- [PROVIDED MATERIAL]:
####

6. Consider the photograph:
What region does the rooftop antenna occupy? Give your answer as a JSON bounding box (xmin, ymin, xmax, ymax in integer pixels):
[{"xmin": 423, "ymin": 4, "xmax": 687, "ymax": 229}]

####

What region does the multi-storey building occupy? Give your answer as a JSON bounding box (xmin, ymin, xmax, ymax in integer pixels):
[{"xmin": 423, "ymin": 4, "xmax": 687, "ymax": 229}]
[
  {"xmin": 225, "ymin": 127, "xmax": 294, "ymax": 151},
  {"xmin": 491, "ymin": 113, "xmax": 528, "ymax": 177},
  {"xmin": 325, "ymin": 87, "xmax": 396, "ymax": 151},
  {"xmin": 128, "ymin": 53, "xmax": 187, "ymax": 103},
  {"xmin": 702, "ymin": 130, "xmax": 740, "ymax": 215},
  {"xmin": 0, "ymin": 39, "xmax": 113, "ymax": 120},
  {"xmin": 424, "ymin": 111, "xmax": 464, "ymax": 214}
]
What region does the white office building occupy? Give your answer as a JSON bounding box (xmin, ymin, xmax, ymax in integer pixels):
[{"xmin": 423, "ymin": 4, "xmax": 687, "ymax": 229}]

####

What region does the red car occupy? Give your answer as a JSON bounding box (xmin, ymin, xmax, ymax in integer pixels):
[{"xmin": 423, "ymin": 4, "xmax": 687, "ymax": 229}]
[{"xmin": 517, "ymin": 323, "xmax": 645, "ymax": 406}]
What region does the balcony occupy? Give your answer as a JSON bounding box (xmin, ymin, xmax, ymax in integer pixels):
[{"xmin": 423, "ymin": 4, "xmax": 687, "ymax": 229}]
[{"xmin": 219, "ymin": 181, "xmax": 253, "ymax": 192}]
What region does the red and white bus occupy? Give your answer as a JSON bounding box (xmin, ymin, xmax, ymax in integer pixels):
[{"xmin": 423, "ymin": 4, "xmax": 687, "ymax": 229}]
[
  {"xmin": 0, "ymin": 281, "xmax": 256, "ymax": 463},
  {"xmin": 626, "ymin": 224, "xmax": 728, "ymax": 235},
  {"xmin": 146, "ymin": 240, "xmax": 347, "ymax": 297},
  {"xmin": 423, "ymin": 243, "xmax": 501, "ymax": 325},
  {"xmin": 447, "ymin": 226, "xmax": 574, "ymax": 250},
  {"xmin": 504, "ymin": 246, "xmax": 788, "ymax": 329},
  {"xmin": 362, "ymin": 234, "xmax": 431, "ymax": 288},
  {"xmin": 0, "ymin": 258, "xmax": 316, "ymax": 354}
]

####

In the entries above, find each line with the word "white" and show it.

- [YOUR SOLUTION]:
What region does the white office building occupy? Give your answer as a JSON bounding box (xmin, ymin, xmax, ymax in integer pixels):
What region does the red and white bus occupy? Give your answer as a JSON bounding box (xmin, ymin, xmax, ymax in integer pixels):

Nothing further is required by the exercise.